◆ **Given task**
Can you gather every line in the items below that contains the word "root" and copy each one out in full?

◆ **Data to use**
* begin *

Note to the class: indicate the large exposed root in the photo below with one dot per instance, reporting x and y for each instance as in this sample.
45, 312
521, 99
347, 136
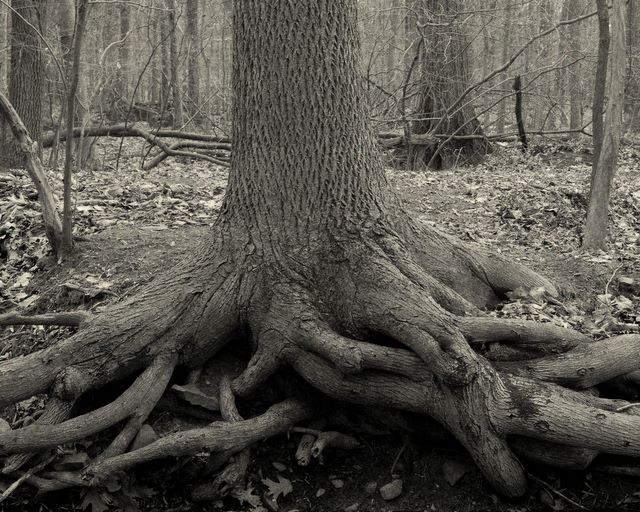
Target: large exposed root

* end *
* begin *

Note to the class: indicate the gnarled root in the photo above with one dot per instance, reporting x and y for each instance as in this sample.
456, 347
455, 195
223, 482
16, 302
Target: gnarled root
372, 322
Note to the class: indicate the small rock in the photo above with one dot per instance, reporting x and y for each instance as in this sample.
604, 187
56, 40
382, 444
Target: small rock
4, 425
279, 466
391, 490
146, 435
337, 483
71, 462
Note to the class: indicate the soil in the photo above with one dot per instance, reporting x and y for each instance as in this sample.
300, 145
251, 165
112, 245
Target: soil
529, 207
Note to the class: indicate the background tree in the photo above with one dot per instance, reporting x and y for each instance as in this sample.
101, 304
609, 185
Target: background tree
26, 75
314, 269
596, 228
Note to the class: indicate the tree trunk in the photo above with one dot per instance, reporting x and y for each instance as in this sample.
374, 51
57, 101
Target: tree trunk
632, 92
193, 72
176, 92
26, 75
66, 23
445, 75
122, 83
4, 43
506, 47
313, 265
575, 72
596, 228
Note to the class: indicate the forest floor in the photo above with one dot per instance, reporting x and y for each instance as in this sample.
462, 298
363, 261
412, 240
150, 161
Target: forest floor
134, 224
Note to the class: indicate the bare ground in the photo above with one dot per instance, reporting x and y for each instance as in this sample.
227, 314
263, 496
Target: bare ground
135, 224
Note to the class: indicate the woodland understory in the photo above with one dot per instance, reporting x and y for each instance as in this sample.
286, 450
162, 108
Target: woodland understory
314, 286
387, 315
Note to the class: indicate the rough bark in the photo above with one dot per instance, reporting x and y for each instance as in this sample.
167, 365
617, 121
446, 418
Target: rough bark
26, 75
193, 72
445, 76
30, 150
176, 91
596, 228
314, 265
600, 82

* end *
* begin *

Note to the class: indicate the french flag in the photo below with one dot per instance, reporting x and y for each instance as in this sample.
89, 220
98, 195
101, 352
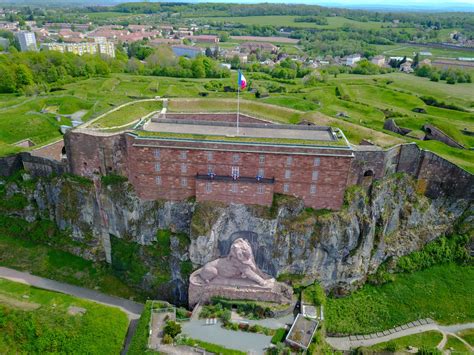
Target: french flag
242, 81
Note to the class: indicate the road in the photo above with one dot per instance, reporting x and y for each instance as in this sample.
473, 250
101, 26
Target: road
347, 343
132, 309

* end *

◆ **Full answer**
Note to the class: indicate the large exposed root in the photo below with one dot per instance, reporting x and y for each instance as in this sample.
Target: large exposed root
Note to the class: indicate the gnarled root in the photo above with one dot per instance, reporting x and y for each instance as in this sample.
Target: gnarled root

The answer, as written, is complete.